From: aidotengineer

The concepts of AI capability and reliability are distinct, and understanding their differences is crucial for the successful deployment of AI systems, particularly AI agents [01:46:06]. While models may possess high capabilities, achieving real-world reliability requires a focused AI engineering approach [01:59:57].

Defining Capability

Capability, in the context of AI models, refers to what a model could do at certain times [01:53:51]. For technically-minded individuals, this often translates to the “pass@K accuracy” of a model, meaning that at least one of K answers outputted by the model is correct [01:59:57]. Language models are already capable of many things [02:24:06].

Defining Reliability

Reliability, on the other hand, means consistently getting the answer right each and every single time [01:50:58]. This is often referred to as “5 9s of reliability” (99.999%) [01:57:07]. When AI agents are deployed for consequential decisions in the real world, reliability is paramount [01:55:58].

The Gap Between Capability and Reliability

A significant challenge in AI development is bridging the gap between a model’s capabilities and its real-world reliability [01:52:10]. Training methods that achieve 90% capability do not necessarily lead to 99.999% reliability [01:57:07]. Believing that high capability automatically translates to a reliable user experience is where real-world products can fail [01:52:10].

● **EXERCISE**
In the article on AI capability and reliability, update the part that opens with "From: aidotengineer" and closes with "many things [02:24:06]." by putting "Large language models" in place of "Language models".

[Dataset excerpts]
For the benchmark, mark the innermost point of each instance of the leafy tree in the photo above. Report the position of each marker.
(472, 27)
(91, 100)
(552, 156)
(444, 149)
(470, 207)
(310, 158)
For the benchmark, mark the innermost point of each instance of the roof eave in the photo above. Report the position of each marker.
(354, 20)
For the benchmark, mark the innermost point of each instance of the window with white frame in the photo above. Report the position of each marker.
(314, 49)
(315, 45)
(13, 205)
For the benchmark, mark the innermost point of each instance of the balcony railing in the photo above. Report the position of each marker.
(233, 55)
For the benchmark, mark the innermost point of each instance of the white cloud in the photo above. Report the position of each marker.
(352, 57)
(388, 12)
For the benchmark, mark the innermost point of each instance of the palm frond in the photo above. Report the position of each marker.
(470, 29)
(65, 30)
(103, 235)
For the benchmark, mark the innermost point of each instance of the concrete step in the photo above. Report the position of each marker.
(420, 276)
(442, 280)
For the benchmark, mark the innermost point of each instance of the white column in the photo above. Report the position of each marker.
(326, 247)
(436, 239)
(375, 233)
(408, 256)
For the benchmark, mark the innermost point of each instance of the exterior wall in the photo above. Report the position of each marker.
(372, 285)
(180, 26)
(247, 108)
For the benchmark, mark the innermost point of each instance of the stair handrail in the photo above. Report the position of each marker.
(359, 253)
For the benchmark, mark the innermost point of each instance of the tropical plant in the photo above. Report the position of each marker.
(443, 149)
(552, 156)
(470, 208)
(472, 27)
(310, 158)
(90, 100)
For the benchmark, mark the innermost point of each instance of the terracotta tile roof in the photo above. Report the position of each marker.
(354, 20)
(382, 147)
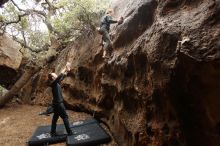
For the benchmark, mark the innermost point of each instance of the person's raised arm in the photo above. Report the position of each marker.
(63, 73)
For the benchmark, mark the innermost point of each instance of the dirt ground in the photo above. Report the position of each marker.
(18, 122)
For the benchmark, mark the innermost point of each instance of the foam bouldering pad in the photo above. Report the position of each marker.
(42, 136)
(86, 132)
(89, 134)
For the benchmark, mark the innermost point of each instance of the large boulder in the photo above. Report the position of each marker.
(161, 85)
(10, 60)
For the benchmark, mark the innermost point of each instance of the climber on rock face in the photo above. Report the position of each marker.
(106, 21)
(57, 103)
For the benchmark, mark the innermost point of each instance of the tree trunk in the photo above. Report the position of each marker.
(17, 86)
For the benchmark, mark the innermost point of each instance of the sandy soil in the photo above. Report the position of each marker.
(18, 122)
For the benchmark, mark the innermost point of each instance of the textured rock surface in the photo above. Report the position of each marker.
(160, 87)
(10, 60)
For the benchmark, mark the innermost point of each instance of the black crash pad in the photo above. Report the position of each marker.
(90, 134)
(89, 127)
(42, 136)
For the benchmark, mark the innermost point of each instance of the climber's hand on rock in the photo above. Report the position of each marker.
(68, 66)
(121, 20)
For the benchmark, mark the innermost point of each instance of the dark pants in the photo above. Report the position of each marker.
(105, 38)
(60, 111)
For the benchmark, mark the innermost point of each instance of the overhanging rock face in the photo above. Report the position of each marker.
(10, 56)
(10, 60)
(160, 87)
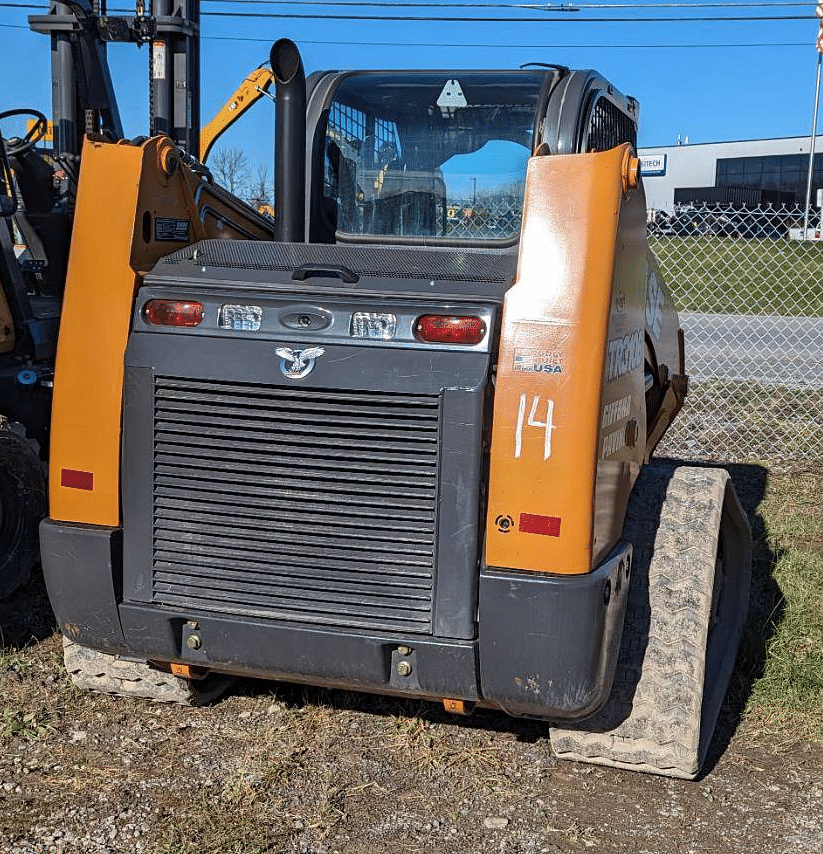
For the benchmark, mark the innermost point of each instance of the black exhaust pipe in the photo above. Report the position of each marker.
(289, 141)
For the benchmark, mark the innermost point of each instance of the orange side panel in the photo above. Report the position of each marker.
(550, 373)
(94, 327)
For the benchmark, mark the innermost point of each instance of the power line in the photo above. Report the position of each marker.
(538, 7)
(475, 19)
(512, 20)
(576, 45)
(622, 45)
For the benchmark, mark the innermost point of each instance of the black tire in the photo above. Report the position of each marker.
(688, 599)
(110, 674)
(22, 506)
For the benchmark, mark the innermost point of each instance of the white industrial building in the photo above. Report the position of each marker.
(750, 172)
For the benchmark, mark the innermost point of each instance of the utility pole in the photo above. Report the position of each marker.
(819, 12)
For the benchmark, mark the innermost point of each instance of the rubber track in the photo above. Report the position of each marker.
(657, 719)
(24, 486)
(110, 674)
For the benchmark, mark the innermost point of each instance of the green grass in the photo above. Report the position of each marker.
(739, 276)
(783, 646)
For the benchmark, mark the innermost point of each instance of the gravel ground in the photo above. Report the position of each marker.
(274, 767)
(280, 768)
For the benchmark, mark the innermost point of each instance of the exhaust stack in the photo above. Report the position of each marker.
(290, 141)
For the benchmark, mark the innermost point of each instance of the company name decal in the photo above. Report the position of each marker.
(624, 354)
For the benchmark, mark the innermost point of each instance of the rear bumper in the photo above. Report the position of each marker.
(547, 645)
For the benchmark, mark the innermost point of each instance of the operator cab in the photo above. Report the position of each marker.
(439, 157)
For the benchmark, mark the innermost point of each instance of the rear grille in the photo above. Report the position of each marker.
(300, 504)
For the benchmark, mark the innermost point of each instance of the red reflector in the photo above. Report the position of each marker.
(439, 329)
(77, 479)
(169, 312)
(530, 523)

● **OUTPUT BELOW**
From: aidotengineer

The concepts of AI capability and reliability are distinct, and understanding their differences is crucial for the successful deployment of AI systems, particularly AI agents [01:46:06]. While models may possess high capabilities, achieving real-world reliability requires a focused AI engineering approach [01:59:57].

Defining Capability

Capability, in the context of AI models, refers to what a model could do at certain times [01:53:51]. For technically-minded individuals, this often translates to the “pass@K accuracy” of a model, meaning that at least one of K answers outputted by the model is correct [01:59:57]. Large language models are already capable of many things [02:24:06].